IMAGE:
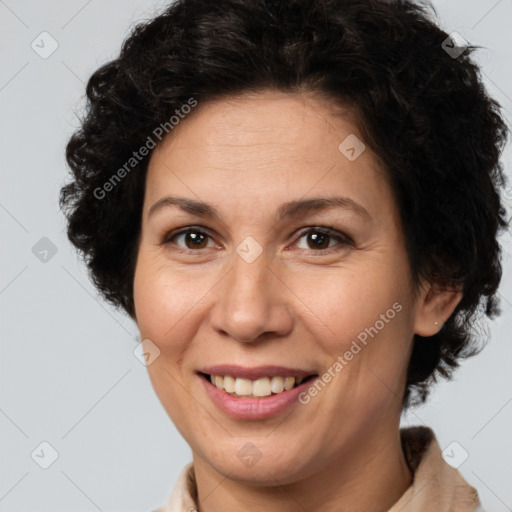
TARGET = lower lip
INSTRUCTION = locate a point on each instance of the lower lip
(254, 408)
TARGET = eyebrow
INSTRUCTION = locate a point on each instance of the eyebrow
(291, 209)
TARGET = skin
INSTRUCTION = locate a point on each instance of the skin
(295, 305)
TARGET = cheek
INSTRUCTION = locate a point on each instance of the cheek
(162, 299)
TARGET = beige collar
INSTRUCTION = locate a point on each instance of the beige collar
(437, 487)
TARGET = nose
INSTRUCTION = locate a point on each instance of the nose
(252, 302)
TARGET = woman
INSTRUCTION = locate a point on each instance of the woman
(298, 203)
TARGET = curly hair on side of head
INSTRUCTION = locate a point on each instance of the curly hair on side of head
(425, 113)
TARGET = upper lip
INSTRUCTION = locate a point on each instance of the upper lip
(256, 372)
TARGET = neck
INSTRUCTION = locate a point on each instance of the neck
(372, 477)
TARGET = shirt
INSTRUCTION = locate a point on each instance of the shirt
(436, 486)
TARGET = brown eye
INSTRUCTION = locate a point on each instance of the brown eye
(319, 239)
(193, 238)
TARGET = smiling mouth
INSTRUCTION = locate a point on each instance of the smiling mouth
(258, 388)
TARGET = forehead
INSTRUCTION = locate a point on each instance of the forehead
(264, 148)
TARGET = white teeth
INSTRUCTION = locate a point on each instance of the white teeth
(264, 386)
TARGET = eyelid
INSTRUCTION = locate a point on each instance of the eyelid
(330, 231)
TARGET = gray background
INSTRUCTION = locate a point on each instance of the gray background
(67, 369)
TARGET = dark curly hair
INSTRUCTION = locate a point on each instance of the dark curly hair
(422, 109)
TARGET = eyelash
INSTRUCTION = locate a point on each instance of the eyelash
(344, 239)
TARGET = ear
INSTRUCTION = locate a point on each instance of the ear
(434, 304)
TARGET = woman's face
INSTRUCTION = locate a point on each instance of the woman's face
(260, 284)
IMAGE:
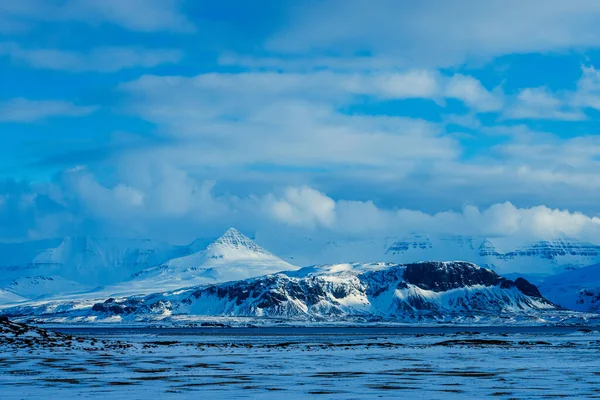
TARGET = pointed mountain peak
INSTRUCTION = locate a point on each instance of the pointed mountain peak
(233, 239)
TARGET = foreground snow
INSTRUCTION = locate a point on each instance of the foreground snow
(341, 363)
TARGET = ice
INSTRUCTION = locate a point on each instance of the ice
(341, 363)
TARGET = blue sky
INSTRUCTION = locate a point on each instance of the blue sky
(176, 119)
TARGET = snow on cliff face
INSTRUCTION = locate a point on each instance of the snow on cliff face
(576, 290)
(502, 255)
(92, 261)
(373, 292)
(233, 256)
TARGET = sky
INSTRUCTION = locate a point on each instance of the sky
(175, 119)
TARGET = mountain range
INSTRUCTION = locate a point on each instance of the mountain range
(211, 277)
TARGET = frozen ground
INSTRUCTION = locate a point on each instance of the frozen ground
(345, 363)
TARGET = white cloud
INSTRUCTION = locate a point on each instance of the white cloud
(426, 32)
(173, 205)
(136, 15)
(24, 110)
(473, 93)
(588, 88)
(303, 207)
(102, 59)
(540, 103)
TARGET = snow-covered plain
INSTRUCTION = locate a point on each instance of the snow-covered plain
(431, 363)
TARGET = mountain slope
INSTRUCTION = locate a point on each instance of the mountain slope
(429, 291)
(233, 256)
(503, 255)
(576, 290)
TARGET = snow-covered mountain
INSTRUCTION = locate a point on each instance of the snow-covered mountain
(233, 256)
(95, 268)
(429, 291)
(576, 289)
(84, 267)
(500, 254)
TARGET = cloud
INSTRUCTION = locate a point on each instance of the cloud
(426, 33)
(587, 94)
(24, 110)
(102, 59)
(172, 205)
(470, 91)
(303, 207)
(540, 103)
(135, 15)
(298, 119)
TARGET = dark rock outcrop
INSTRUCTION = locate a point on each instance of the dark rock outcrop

---

§ Instructions to follow: Retype all of the data above line for line without any changes, but leave the pictures out.

§ Response:
IMAGE:
TARGET = lower lip
INSTRUCTION = locate a point on each instance of the lower lip
(254, 408)
TARGET = eyebrow
INSTRUCTION = locate a point on each instance of the eyebrow
(291, 209)
TARGET = skin
INSTRUCTION = locate a point on each instance of the skin
(295, 305)
TARGET = cheek
INSTRUCTION = locate a point on each instance of the cheek
(162, 299)
TARGET = beige collar
INSTRUCTION = locate a point on each instance of the beige collar
(437, 487)
TARGET = nose
INSTRUCTION = locate a point on each instance of the nose
(252, 302)
TARGET = woman
INSTRUCTION = locate a point on each instance of the woman
(298, 203)
TARGET = curly hair on side of head
INSTRUCTION = locate a point on each instance of the curly hair on side of head
(425, 113)
TARGET = upper lip
INSTRUCTION = locate a point on each instance of the upper lip
(256, 372)
TARGET = neck
INSTRUCTION = locate a point on each instance of the neck
(372, 477)
TARGET = shirt
INSTRUCTION = locate a point on each instance of the shirt
(436, 486)
TARGET = brown eye
INSTRUCTION = locate a point on each instance of the brown eye
(319, 239)
(193, 238)
TARGET = smiling mouth
INSTRUCTION = locate a point on each instance of the smiling mouth
(258, 388)
TARGET = forehead
INSTRUCTION = locate a point on each instance of the forehead
(264, 148)
TARGET = white teeth
INSTRUCTION = locate a point on each instance of the white teeth
(264, 386)
TARGET = eyelid
INSTRUCTION = locate a point on each instance of the eyelid
(330, 231)
TARGET = gray background
INSTRUCTION = locate a point on each instance of the gray background
(67, 369)
TARGET = dark curly hair
INSTRUCTION = locate a point on each instance of the dark curly hair
(422, 109)
TARGET = eyelash
INSTRUCTION = locate a point on each instance of the eyelash
(344, 239)
TARGET = ear
INSTRUCTION = locate a point on each instance of the ear
(434, 304)
TARGET = woman's face
INSTRUCTION = locate a point on each instance of the woman's face
(260, 284)
IMAGE:
TARGET = pointed mountain peak
INSTRUCTION = locate a point on each instance of the pointed mountain peak
(233, 239)
TARGET = foreground snow
INSTRUCTION = locate a point on each instance of the foreground snow
(341, 363)
TARGET = ice
INSTRUCTION = locate a point on each instance of the ice
(341, 363)
TARGET = blue sky
INSTRUCTION = locate a point on each instance of the blue sky
(176, 119)
TARGET = snow on cliff face
INSTRUCTION = locate a point on each instance of the snow on cliff face
(576, 290)
(502, 255)
(92, 261)
(373, 292)
(233, 256)
TARGET = sky
INSTRUCTION = locate a point on each instance of the sky
(175, 119)
TARGET = mountain range
INSTRUCTION = locate a point on each instance of the mountain range
(211, 277)
TARGET = frozen ground
INSTRUCTION = locate a point on each instance of the frozen ground
(345, 363)
TARGET = white cloud
INSTRUCTION = locate a point on each instance of the white cloud
(426, 32)
(173, 205)
(136, 15)
(24, 110)
(473, 93)
(588, 88)
(303, 207)
(102, 59)
(540, 103)
TARGET = snow-covered plain
INSTRUCTION = locate a point on each instance of the snow-covered plain
(431, 363)
TARGET = mountain slope
INSTRUCTION = locate a point on each instance of the mountain slope
(429, 291)
(233, 256)
(503, 255)
(576, 290)
TARGET = snow-covered mountain
INSTRUCTION = locate a point on each instance of the snow-covered mountain
(233, 256)
(95, 268)
(429, 291)
(576, 289)
(84, 267)
(500, 254)
TARGET = cloud
INSTRUCTION = locate a point on each instance of the cloud
(426, 33)
(587, 94)
(24, 110)
(102, 59)
(172, 205)
(470, 91)
(303, 207)
(540, 103)
(135, 15)
(298, 119)
TARGET = dark rock outcrop
INSTRUCTION = locate a point on each instance of the dark rock outcrop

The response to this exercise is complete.